やること
岡田武史さんのFC今治オーナー就任と大相撲1月場所を取り上げたコラムの続きを、最後の文のあとから書け。

抜粋
元日本代表監督岡田武史さん(58)が四国リーグ社会人「FC今治」の代表、つまりオーナーに就任した。喜ばしいことだ。これこそまさに「地方創生」の見本。今治といえばタオルの町として有名だが、さぞや地元のファンは期待を膨らませていることだろう。
 
岡田監督といえば、二度の日本代表監督を務めたあと中国杭州緑域のクラブチームの監督になった冒険心旺盛な人だ。この度もFC今治のオーナーを引き受けるに際し「自らの実験」とうたっている。いつも変わらぬ挑戦者魂が、マグマのように沸々と湧いている。
 
私はこういう人を尊敬してやまない。朝ドラ「マッサン」でエリーも言っているではないか。「マッサン、人生はボウケン」と。
 
昨年末、監督には今後一切ならないといった御仁が、PS4「ワールドサッカー ウイイレ2015 日本代表」の監督を引き受けた。己に対する鼓舞とサッカー界が盛んになるようにとの応援のつもりであろう。地味に、コツコツ歩む“岡ちゃん”に乾杯!
  
 
[大相撲]チンギス・ハーンの末裔たち 

1月場所が国技館で始まった。横綱白鵬が、大鵬の持つ33回の優勝記録を一気に抜き去るかが注目されるが、私は白鵬に限らず、依然またモンゴル勢の優勝争いとみるから食傷気味で、興味が薄い。

抽出データ

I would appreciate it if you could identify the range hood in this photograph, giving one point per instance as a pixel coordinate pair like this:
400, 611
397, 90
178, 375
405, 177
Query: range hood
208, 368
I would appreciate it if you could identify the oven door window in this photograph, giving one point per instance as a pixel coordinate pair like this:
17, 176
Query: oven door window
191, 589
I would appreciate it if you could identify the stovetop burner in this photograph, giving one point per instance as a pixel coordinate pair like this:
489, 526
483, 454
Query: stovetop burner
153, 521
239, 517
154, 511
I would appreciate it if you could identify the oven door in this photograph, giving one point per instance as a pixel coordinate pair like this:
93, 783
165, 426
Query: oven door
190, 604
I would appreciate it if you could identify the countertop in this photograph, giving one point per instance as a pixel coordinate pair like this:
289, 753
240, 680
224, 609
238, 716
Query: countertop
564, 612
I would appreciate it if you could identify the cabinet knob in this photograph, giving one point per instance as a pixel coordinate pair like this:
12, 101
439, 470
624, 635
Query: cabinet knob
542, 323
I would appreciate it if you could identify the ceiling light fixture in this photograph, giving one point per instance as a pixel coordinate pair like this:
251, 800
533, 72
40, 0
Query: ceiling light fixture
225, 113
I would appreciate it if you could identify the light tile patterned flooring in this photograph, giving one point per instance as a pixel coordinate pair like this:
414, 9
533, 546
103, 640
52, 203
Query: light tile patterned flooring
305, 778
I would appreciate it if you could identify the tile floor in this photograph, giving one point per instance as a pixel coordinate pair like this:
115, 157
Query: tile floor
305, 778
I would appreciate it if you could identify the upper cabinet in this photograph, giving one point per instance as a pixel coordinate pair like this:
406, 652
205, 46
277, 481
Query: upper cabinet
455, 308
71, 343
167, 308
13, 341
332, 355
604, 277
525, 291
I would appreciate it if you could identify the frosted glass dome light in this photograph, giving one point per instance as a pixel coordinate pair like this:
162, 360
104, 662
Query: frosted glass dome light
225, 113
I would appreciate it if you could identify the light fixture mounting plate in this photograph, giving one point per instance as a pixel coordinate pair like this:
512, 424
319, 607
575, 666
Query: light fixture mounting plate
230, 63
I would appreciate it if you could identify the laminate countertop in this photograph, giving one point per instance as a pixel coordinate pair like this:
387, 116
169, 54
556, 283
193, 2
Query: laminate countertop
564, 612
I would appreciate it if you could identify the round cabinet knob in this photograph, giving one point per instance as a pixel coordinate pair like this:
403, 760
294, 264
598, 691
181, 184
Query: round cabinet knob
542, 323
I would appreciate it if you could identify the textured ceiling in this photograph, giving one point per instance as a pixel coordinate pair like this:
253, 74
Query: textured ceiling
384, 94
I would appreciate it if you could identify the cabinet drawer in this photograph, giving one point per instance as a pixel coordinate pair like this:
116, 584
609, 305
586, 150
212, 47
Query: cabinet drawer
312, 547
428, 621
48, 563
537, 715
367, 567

課題の解答
横綱は東・白鵬、同・日馬富士に同西・鶴竜と3人、関脇逸ノ城、東前頭二枚目照ノ富士、同前頭七枚目旭天鵬とざっと上位はモンゴル勢で占めている。これじゃ、どうみてもモンゴル場所である。
 
私のようなオジサンは、若乃花(初代)や栃錦、千代の海に時津山、信夫山、そうだ大内山や松登もいたっけ。ラジオ放送から聴こえる取り組みに熱狂したものだ。あの頃の熱い思いはとうに無い。まさに大相撲が大相撲であった時代。 
 
    
相撲は文化を欠落した 

いま、チンギス・ハーンの末裔たちが大草原を疾走するように土俵を蹂躙して、日本の力士には防ぎようもない。第二の蒙古襲来、あの神風を期待すべくもない。大関琴奨菊や稀勢ノ海や遠藤(東枚頭3枚目)あたりが奮起して、せめて国技の意地を見せて欲しいものだ。
 
国技がいつの間にか、趣(おもむき)のない文化という大事なものが欠落した、単なる「競技」になってしまった気がしてならない。あの日馬富士の勝てばよいという張り手を見ると。
これって単なる感傷か。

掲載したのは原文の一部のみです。